_THE RECORDS_

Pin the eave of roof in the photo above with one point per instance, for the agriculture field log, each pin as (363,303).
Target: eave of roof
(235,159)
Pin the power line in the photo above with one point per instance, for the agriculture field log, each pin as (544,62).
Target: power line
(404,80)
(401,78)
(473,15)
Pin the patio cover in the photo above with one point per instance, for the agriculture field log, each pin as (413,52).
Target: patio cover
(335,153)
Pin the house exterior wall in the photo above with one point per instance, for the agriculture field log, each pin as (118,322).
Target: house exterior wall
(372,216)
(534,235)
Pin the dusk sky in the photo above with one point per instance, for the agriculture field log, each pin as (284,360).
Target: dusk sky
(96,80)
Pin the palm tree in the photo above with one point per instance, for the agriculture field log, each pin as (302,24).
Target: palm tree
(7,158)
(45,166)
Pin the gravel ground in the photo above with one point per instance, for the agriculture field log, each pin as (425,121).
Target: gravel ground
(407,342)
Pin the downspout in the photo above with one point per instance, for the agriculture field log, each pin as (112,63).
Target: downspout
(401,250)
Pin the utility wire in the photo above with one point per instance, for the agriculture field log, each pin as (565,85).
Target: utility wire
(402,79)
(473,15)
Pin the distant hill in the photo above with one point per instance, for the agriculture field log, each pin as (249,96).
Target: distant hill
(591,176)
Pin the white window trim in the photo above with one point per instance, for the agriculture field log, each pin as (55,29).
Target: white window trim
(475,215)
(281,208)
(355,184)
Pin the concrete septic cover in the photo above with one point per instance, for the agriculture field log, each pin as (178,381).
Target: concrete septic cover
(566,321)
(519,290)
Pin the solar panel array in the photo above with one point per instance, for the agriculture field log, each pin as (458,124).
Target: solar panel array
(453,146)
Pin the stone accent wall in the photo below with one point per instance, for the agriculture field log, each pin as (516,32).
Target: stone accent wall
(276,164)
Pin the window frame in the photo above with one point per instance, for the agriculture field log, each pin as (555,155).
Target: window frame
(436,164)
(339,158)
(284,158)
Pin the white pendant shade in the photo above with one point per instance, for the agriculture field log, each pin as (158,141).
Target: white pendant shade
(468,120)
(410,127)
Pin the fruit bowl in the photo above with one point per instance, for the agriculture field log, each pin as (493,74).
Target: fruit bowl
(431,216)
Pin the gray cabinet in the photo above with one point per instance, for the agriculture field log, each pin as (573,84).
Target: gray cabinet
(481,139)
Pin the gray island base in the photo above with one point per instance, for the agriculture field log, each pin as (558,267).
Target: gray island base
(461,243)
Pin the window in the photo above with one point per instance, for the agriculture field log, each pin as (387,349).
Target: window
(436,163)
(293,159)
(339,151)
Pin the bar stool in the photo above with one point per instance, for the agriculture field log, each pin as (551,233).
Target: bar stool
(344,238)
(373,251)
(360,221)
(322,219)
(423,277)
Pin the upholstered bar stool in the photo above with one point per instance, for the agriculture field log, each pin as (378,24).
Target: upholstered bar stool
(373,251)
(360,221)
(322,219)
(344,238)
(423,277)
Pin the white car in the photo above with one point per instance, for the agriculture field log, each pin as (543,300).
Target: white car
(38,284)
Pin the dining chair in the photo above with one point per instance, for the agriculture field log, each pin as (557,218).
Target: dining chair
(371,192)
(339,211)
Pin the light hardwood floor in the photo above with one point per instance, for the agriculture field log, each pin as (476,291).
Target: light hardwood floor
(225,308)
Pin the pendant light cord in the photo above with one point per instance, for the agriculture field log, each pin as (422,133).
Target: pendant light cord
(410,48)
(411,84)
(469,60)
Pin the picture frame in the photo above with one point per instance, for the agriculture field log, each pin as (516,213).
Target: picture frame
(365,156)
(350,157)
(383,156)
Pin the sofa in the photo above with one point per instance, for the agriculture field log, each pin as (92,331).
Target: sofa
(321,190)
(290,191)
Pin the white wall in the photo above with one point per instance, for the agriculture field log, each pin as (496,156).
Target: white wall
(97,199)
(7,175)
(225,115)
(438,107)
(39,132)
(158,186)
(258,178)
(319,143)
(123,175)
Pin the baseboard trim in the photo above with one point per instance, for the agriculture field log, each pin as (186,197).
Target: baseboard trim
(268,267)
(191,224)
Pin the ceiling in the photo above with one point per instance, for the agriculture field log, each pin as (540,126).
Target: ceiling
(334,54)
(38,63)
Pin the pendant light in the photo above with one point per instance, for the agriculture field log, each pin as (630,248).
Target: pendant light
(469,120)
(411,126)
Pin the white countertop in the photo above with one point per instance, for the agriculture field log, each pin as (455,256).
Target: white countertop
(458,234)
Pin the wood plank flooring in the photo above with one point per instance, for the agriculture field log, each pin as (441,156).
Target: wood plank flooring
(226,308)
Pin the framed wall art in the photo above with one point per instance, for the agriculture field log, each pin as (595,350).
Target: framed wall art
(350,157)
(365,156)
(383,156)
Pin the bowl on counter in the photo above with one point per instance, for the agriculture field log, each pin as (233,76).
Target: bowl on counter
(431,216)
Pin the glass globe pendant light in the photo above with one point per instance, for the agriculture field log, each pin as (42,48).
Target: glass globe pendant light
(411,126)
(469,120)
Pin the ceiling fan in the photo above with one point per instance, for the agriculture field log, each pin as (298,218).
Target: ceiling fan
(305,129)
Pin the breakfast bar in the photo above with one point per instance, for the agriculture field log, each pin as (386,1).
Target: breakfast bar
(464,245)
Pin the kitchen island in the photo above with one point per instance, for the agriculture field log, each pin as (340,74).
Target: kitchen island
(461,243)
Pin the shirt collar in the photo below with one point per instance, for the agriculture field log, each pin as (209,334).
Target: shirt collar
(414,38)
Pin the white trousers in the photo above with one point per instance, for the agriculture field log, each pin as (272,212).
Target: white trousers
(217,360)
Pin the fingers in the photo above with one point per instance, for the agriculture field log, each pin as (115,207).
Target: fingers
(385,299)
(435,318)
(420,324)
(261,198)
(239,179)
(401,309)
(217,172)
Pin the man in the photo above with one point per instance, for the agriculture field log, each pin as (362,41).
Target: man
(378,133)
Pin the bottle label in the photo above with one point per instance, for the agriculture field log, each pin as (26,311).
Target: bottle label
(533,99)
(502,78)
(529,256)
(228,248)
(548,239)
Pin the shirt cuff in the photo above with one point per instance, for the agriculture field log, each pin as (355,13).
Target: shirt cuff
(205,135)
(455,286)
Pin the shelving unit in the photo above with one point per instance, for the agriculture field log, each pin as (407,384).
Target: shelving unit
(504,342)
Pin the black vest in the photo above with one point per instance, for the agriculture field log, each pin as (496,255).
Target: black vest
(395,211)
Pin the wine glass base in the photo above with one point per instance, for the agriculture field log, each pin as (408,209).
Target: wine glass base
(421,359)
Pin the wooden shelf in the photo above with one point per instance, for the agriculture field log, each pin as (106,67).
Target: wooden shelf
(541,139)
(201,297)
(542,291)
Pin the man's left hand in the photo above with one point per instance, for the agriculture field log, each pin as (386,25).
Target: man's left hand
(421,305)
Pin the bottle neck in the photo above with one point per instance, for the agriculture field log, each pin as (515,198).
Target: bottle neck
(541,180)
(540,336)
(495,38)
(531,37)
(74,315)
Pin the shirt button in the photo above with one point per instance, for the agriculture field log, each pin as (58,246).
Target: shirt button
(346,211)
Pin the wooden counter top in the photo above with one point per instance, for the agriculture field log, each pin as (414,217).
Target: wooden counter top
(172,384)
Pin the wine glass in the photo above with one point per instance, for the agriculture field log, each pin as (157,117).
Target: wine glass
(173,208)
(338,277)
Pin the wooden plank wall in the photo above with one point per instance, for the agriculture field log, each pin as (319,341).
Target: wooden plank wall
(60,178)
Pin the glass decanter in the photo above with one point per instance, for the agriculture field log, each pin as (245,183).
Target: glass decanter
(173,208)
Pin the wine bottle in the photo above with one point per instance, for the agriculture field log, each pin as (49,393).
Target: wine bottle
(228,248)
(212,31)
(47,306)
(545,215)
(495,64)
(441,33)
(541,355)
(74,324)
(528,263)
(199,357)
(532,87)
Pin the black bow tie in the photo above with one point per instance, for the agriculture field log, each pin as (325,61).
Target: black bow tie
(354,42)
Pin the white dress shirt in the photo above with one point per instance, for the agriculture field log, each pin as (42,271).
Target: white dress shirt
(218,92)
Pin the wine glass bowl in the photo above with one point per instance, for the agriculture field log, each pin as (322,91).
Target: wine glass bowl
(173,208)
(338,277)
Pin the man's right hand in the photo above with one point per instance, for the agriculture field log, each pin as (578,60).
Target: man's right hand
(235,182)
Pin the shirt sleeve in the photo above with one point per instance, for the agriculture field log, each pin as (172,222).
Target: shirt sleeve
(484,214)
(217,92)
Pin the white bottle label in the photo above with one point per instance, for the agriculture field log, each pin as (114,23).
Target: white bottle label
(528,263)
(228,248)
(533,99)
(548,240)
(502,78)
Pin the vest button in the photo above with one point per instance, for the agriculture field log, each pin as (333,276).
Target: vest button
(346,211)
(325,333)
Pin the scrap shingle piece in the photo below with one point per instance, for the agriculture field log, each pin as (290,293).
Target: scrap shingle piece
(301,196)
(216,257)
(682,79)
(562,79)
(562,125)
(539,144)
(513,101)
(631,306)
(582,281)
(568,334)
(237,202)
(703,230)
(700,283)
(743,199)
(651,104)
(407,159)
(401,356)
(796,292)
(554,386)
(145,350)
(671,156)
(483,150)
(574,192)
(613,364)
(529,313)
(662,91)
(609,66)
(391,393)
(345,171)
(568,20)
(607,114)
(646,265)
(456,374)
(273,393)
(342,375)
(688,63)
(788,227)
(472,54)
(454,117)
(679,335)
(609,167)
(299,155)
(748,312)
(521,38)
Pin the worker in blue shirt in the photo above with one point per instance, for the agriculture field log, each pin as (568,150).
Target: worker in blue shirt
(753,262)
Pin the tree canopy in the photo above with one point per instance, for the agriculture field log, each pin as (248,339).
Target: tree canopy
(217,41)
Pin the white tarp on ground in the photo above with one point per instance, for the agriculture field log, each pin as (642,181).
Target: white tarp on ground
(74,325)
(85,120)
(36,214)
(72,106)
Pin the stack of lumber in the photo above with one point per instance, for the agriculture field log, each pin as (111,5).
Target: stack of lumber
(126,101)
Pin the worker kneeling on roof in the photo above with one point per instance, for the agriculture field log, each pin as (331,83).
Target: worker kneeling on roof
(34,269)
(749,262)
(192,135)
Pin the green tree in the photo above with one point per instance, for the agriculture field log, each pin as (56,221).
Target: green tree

_EXERCISE_
In how many lines of the records does the word "below" appear? Give the number alone.

_PROBLEM SOLUTION_
3